▶ [Task requirements] Output every entry exactly as given.

• • • • • • •

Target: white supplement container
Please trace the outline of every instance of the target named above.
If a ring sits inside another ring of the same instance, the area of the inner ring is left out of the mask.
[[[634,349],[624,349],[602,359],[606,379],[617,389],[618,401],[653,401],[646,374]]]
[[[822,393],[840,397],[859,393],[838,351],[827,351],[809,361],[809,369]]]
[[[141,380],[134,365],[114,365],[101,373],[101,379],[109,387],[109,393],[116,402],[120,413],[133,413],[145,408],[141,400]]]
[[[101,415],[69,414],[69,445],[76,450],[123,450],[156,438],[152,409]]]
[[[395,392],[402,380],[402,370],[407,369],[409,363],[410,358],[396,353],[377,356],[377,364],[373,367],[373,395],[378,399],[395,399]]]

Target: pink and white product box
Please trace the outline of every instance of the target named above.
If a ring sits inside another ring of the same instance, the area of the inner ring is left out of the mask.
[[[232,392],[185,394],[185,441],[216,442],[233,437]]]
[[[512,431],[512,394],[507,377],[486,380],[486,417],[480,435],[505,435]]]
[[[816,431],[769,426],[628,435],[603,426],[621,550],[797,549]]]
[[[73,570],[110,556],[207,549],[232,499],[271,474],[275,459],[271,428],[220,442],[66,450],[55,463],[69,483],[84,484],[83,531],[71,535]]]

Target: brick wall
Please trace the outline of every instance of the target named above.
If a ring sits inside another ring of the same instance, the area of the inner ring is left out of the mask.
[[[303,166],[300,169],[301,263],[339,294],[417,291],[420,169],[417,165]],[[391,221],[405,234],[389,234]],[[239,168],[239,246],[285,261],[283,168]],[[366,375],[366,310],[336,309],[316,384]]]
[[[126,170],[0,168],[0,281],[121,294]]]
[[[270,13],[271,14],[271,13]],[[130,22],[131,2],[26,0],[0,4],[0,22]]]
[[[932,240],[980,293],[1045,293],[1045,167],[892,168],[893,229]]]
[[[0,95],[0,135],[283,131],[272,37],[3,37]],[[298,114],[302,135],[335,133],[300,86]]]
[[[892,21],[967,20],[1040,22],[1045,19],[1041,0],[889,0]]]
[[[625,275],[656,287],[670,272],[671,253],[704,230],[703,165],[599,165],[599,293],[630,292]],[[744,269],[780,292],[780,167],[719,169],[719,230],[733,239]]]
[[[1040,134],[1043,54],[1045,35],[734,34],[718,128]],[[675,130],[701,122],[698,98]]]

• • • • • • •

▶ [Correct answer]
Target: white supplement container
Please trace the outline of every instance of the target named above.
If a ring sits inside another ring of the same instance, the area of the inner ring is left out of the mask.
[[[634,349],[624,349],[602,359],[606,379],[617,389],[618,401],[653,401],[646,374]]]
[[[822,393],[840,397],[859,393],[838,351],[827,351],[809,361],[809,369]]]
[[[141,380],[134,365],[114,365],[101,373],[101,379],[109,387],[109,393],[116,402],[120,413],[133,413],[145,408],[141,400]]]
[[[101,415],[69,414],[69,445],[76,450],[123,450],[156,438],[152,409]]]
[[[395,392],[402,380],[402,370],[407,369],[409,363],[410,358],[396,353],[377,356],[377,364],[373,367],[373,395],[378,399],[395,399]]]

Target: pink and white product box
Please trace the outline of every instance of the target named above.
If a ring sits inside another ring of the same instance, the area of the inner ring is left out of the mask.
[[[232,392],[185,394],[185,441],[216,442],[233,437]]]
[[[512,431],[512,394],[507,377],[486,380],[486,417],[480,435],[505,435]]]
[[[816,431],[769,426],[628,435],[603,426],[621,550],[797,549]]]
[[[73,570],[110,556],[207,549],[232,499],[271,474],[275,459],[271,428],[220,442],[66,450],[55,463],[69,483],[84,484],[83,531],[71,535]]]

Target: brick wall
Please trace the outline of every instance of the target named above.
If a ring sits inside another ring of the same instance, the area of the inner ring is left out of the mask.
[[[303,166],[300,169],[301,263],[339,294],[417,291],[420,169],[417,165]],[[391,221],[405,234],[389,234]],[[239,168],[239,246],[285,261],[283,168]],[[366,375],[366,310],[336,309],[316,384]]]
[[[126,170],[0,168],[0,281],[121,294]]]
[[[270,13],[271,14],[271,13]],[[130,22],[131,2],[26,0],[0,4],[0,22]]]
[[[932,240],[980,293],[1045,293],[1045,167],[892,168],[893,229]]]
[[[0,95],[0,135],[283,131],[272,37],[3,37]],[[298,114],[302,135],[335,133],[300,86]]]
[[[892,21],[967,20],[1040,22],[1045,19],[1041,0],[889,0]]]
[[[625,275],[656,287],[670,272],[671,253],[704,230],[703,165],[599,165],[599,293],[630,292]],[[744,269],[780,292],[780,167],[719,169],[719,230],[733,239]]]
[[[1040,134],[1043,54],[1045,35],[734,34],[718,128]],[[675,130],[701,122],[698,98]]]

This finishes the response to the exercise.